• [Task statement]: Reproduce the material from its first line to the line with "[52,0,162,304]", requests included, and shift each bounding box coordinate in the answers up by 118.

• [Source material]:

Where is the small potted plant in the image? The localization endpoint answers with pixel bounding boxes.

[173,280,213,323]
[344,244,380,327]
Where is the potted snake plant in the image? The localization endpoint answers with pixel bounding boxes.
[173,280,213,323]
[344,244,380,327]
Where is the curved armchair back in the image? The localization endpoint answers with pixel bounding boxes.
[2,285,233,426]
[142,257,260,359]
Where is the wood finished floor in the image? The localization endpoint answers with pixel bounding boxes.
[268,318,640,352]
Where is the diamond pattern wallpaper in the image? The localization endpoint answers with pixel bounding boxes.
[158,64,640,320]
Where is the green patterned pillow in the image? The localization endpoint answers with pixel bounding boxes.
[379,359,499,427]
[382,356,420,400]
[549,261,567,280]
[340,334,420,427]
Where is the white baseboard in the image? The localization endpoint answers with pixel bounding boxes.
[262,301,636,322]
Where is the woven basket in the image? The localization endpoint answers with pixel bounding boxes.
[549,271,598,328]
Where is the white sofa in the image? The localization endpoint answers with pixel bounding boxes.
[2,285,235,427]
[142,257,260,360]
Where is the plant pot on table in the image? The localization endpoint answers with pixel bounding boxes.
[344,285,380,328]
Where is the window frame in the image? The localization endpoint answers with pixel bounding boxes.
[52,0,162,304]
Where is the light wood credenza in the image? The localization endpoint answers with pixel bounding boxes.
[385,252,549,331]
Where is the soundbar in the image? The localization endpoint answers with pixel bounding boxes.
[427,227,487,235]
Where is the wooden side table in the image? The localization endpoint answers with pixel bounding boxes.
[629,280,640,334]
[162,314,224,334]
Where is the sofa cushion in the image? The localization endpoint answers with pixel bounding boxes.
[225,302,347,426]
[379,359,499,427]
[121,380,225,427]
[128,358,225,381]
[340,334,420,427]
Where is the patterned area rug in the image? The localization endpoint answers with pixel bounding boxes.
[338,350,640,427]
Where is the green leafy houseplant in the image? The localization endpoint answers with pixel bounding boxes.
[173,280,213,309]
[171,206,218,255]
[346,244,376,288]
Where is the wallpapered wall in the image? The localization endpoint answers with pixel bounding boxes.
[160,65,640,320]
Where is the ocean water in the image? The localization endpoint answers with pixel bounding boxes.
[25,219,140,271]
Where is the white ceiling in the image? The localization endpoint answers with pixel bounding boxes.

• [Full answer]:
Where is the small potted plant in the image? The localization endpoint answers with pixel bounding boxes.

[291,398,331,441]
[462,362,498,445]
Where is the potted snake plant in the image? The localization endpoint answers with pixel bounding boxes.
[291,398,331,441]
[462,362,498,445]
Where is the curved armchair back in the image? The localization endpoint answers with pixel bounding boxes.
[120,403,351,544]
[260,375,378,477]
Where is the wood finished floor in the image? The localization endpoint answers with pixel bounding boxes.
[386,436,758,470]
Where is the diamond pattern wallpaper in the image? The localization endpoint answers with pixel bounding boxes.
[276,182,758,438]
Where is the green patterned pillow in the image? The localization endpoint answers with pixel bounding boxes.
[497,477,617,545]
[500,474,538,518]
[667,379,685,398]
[458,452,538,545]
Where is the white baseboard in the image? The localization endpoint answers with pixel bounding boxes.
[380,419,754,440]
Where is the woven basket in the image? The localization endpoint answers with pixel bounding boxes.
[667,389,716,446]
Where is the white sofa in the image? The localization endpoint answers with pixel bounding boxes.
[120,403,353,545]
[260,375,378,478]
Where is the plant pot on table in the image? The localization endpoint answers with pixel bounding boxes.
[462,403,498,446]
Where is the window frame in the image? The localization endpoint answers with pixel bounding boxes.
[170,118,280,422]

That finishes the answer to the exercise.